Narrow the data below down to the lines containing "integer".

• **Records provided**:

= Beginning of Section =

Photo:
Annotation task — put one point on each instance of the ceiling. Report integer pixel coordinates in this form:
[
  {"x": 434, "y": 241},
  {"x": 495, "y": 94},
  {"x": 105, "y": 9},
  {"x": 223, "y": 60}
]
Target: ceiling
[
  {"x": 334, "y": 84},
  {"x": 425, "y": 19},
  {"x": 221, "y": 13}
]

= End of Section =
= Beginning of Section =

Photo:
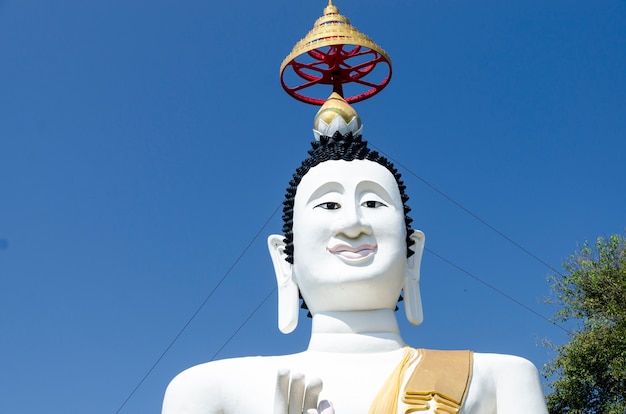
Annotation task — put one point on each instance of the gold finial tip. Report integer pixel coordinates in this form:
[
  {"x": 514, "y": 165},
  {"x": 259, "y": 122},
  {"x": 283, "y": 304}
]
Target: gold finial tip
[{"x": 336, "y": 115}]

= End of Section =
= Beginning of Section =

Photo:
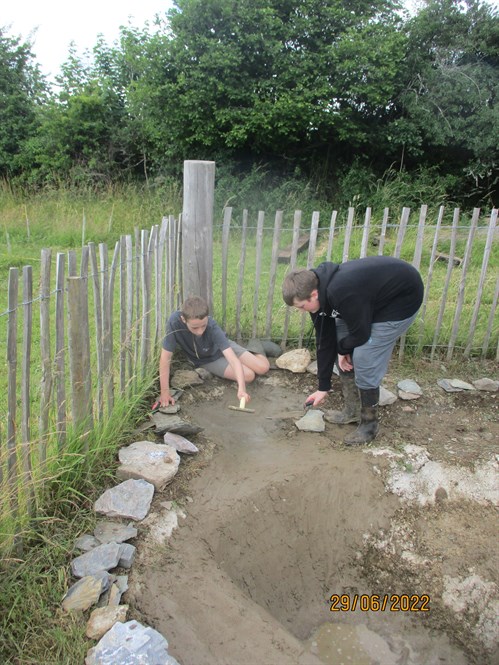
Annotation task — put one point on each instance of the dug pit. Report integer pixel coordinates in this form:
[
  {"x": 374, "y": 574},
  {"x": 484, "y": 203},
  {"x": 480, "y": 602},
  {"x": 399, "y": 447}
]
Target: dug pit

= End of Section =

• **Reply to the task**:
Annotation task — put one point on each instance of the ceiling. Report integer pixel coordinates in this form:
Annotation task — put one point on each instance of the gold finial tip. Report integer pixel coordinates in this form:
Annotation task — put one point on each instance of the dug pit. Report integer pixel coordinates in this form:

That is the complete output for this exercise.